Information given.

========================

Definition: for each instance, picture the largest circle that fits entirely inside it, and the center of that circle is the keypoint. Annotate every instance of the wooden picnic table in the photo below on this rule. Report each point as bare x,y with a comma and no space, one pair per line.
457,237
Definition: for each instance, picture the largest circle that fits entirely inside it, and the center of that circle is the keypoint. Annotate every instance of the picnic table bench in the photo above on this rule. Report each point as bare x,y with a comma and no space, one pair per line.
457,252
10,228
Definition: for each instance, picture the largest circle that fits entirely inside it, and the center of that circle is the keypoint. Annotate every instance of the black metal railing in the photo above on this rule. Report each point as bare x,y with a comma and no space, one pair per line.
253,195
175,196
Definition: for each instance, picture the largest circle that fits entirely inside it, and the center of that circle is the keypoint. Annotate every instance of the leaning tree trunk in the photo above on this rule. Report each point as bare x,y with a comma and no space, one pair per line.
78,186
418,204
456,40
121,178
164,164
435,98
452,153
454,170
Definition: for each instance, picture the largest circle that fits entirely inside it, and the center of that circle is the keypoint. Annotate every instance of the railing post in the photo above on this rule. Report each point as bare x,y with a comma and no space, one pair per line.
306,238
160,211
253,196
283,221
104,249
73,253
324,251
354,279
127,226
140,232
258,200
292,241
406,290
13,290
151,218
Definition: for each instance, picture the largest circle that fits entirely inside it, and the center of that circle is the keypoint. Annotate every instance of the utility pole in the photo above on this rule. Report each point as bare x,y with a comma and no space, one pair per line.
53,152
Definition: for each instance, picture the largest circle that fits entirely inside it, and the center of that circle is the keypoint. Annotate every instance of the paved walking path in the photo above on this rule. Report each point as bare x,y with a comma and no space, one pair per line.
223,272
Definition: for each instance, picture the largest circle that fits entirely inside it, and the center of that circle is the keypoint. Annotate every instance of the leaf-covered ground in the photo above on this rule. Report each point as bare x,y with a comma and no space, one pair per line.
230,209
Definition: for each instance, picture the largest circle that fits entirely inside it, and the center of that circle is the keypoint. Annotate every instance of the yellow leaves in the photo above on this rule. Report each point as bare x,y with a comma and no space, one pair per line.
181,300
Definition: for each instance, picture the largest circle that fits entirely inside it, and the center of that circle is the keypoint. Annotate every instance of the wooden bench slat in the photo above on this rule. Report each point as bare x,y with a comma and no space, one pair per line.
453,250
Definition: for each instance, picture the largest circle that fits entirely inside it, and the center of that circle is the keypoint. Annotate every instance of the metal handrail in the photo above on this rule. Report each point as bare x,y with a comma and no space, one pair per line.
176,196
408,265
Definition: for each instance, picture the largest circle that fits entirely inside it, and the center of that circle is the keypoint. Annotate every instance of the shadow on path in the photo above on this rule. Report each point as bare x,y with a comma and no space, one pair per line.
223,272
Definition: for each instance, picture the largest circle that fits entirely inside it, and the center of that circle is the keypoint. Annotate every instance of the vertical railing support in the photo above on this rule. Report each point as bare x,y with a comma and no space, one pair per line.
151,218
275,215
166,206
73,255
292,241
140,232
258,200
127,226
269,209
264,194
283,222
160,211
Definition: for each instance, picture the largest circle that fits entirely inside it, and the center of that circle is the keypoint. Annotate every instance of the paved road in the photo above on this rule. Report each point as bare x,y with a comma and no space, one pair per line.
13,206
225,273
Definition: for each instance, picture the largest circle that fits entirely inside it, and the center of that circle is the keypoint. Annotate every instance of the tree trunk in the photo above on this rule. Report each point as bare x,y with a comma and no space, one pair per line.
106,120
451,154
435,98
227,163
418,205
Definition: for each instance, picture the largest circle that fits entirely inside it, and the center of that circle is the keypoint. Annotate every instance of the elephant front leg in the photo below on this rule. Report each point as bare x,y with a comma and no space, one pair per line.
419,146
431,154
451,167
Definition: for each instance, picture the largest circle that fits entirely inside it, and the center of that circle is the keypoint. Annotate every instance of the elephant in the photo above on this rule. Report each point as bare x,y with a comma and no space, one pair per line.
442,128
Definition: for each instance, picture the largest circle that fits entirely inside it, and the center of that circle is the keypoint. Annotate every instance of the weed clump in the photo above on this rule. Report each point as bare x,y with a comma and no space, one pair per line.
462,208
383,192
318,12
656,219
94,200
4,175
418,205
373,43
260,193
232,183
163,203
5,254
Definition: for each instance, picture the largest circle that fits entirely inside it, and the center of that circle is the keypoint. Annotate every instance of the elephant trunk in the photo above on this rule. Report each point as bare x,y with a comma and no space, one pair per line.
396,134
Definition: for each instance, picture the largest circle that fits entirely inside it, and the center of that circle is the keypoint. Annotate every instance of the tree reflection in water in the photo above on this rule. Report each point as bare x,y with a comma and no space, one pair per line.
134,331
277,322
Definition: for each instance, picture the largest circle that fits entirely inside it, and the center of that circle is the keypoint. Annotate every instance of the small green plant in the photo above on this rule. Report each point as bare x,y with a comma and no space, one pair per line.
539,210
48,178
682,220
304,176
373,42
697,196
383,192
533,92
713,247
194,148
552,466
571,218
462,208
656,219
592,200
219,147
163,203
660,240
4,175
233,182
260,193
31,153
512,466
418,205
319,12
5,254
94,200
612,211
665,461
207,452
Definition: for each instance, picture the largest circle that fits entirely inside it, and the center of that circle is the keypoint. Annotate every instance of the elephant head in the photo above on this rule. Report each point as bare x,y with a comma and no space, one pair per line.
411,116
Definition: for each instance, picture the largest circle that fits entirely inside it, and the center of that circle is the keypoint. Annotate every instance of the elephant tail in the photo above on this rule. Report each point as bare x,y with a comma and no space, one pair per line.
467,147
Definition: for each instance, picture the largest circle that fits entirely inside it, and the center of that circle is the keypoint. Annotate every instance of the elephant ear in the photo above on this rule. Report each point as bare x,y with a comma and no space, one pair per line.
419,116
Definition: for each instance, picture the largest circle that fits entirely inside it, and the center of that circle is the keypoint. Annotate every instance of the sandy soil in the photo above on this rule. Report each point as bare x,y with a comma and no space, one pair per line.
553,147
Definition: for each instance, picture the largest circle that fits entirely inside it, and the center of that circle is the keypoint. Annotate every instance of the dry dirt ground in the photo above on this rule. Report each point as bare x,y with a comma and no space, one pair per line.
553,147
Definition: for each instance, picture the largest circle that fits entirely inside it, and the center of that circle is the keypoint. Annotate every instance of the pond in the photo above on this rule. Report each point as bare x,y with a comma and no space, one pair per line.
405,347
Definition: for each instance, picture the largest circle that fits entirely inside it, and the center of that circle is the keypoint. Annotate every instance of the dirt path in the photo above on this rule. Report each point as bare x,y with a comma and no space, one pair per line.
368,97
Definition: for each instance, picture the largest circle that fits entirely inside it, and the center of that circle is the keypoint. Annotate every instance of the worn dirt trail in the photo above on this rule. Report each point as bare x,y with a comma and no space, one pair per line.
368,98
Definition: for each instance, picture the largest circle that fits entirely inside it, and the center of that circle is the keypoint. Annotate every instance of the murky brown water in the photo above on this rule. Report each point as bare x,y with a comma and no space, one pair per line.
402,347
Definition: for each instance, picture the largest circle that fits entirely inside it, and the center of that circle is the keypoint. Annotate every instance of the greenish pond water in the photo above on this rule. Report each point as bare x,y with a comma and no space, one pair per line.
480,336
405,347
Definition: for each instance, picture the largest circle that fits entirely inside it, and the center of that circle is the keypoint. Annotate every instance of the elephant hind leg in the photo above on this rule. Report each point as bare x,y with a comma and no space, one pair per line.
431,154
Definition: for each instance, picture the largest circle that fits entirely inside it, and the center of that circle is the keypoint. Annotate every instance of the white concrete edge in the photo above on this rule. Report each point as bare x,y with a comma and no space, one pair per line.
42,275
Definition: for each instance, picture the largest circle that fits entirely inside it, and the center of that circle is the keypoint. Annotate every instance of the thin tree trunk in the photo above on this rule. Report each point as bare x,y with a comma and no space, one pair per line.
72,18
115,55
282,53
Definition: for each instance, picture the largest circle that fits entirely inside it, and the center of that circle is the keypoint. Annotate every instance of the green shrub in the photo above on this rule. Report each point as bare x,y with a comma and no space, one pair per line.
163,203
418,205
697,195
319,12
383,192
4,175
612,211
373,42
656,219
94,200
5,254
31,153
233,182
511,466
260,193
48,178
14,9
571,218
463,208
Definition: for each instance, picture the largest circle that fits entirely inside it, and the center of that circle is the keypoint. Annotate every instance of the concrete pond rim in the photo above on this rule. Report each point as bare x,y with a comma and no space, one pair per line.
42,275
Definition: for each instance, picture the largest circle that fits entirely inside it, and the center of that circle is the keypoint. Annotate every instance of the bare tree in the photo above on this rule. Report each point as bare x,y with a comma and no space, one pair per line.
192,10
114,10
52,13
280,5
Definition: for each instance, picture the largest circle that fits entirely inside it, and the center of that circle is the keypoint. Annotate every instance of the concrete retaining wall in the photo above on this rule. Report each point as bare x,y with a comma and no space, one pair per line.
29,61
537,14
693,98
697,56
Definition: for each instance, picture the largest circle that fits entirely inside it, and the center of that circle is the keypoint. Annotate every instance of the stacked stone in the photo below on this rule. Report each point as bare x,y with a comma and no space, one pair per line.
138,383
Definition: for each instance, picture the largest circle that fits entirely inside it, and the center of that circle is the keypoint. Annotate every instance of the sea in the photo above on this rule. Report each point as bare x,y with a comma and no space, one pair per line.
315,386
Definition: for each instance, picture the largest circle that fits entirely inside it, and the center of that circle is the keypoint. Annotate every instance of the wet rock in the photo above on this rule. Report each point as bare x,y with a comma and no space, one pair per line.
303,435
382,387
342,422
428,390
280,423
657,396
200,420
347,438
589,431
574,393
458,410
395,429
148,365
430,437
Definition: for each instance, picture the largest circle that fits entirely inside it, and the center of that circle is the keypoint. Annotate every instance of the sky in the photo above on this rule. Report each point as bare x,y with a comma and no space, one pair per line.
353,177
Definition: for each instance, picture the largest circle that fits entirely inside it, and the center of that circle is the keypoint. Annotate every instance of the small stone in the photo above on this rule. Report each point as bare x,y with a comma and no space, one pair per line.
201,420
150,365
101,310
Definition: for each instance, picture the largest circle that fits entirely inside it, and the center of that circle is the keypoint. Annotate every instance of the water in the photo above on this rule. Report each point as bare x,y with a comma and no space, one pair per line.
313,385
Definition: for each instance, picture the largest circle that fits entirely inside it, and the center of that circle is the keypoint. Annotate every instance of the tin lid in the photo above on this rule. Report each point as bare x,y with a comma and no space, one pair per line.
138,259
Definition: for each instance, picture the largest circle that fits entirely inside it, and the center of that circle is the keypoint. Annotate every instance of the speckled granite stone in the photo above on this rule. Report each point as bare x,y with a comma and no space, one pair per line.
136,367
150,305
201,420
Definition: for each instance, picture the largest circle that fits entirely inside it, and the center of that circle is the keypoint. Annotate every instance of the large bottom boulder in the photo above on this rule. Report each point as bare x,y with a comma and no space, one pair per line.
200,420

========================

Task details. Only the lines from the one containing "instance of the sky" through the end of the material should be reproduced, exactly, with both ends included.

Full answer.
Definition: for each instance, picture the largest circle that fits entirely inside it, and the center of that circle is the keypoint. Annotate every instance of the sky in the photo above on this rule. Report each point as bare x,y with a comma and no space, one pair per line.
353,177
Definition: for each instance, picture the largest circle that fits entirely inside it, and the center of that circle is the keypoint. Annotate every instance of the small stone in the photo above on this rule. Report each point as bare x,y with a comma and no space, one pair per line.
201,420
150,365
101,310
Definition: for each instance, picture the largest circle that fits entirely inside it, and the center of that circle is the keypoint. Annotate every instance of the water in the photo above on this rule. Report each point as bare x,y with a comma and no space, one pair per line.
313,385
Definition: for each instance, picture the largest circle that fits entirely inside it, and the center of that circle is the keypoint. Annotate every instance of the tin lid in the photo above on this rule. Report each point as bare x,y with a comma and no space, one pair per line.
138,259
Definition: for each instance, picture the largest circle that fits entirely inside it, and the center of that circle is the keypoint. Annotate every instance of the speckled granite stone in the photo above on this rule. Report each point as bare x,y with a comma and no space, one pair per line.
136,367
150,305
201,420
Definition: for each instance, picture the largest circle that fits entirely inside it, and the center of that circle is the keypoint. Annotate every instance of the large bottom boulder in the photo above on this rule. Report each point as bare x,y with a comma and no space, one pair per line.
200,420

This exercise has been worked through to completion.